Reproduce the following rows verbatim, leaving every line unchanged.

[Bounding box annotation rows]
######
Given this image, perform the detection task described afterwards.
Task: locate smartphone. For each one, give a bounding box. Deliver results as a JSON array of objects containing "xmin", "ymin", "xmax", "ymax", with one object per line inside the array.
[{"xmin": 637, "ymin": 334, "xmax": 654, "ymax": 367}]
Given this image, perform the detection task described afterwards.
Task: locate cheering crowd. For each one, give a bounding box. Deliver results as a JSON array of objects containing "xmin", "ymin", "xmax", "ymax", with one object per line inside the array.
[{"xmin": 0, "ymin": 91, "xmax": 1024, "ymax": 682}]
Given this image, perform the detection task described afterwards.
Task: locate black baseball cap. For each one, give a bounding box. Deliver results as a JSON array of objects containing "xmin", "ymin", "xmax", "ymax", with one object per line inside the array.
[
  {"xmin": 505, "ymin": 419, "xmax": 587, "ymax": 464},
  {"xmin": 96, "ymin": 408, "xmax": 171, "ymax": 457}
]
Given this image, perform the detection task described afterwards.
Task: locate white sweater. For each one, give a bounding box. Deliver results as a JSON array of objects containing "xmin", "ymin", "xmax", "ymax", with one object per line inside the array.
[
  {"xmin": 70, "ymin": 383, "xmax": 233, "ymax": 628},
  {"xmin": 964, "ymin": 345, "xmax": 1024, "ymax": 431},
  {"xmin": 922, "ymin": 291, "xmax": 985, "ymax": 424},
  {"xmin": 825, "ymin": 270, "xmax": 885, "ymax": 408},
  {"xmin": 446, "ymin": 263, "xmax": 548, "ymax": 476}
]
######
_RESPONSE BELOW_:
Given this image, perform the detection task described afterwards.
Task: locate smartphone. For each one, give a bounding box. Deliver results as a JSON array of objects containing "xmin", "ymin", "xmax", "ymax", with one object per line inside the array.
[{"xmin": 637, "ymin": 334, "xmax": 654, "ymax": 367}]
Given this image, perform the detection task described afterwards.
Task: locate cheering crowd. For each one, give a bounding box. Deliver results as a JSON array of objects containing "xmin", "ymin", "xmax", "ymax", with one object per line inside the array.
[{"xmin": 0, "ymin": 91, "xmax": 1024, "ymax": 682}]
Given this image, perform the detection task described afterwards.
Task: locate black baseball cap. For each one, give a bounding box. Deliver results as a JSON array of objects containing "xmin", "ymin", "xmax", "ymax", with one object per line inside the array.
[
  {"xmin": 505, "ymin": 419, "xmax": 587, "ymax": 464},
  {"xmin": 96, "ymin": 408, "xmax": 171, "ymax": 457}
]
Given this image, perform the detection task described afterwards.
Task: locate white sweater. For each one, give a bounding box. Deliver results as a JSON array of objects containing "xmin", "ymin", "xmax", "ymax", with one object per line inside the array.
[
  {"xmin": 70, "ymin": 383, "xmax": 233, "ymax": 628},
  {"xmin": 964, "ymin": 345, "xmax": 1024, "ymax": 431},
  {"xmin": 922, "ymin": 291, "xmax": 985, "ymax": 424},
  {"xmin": 825, "ymin": 270, "xmax": 885, "ymax": 408},
  {"xmin": 446, "ymin": 263, "xmax": 548, "ymax": 476}
]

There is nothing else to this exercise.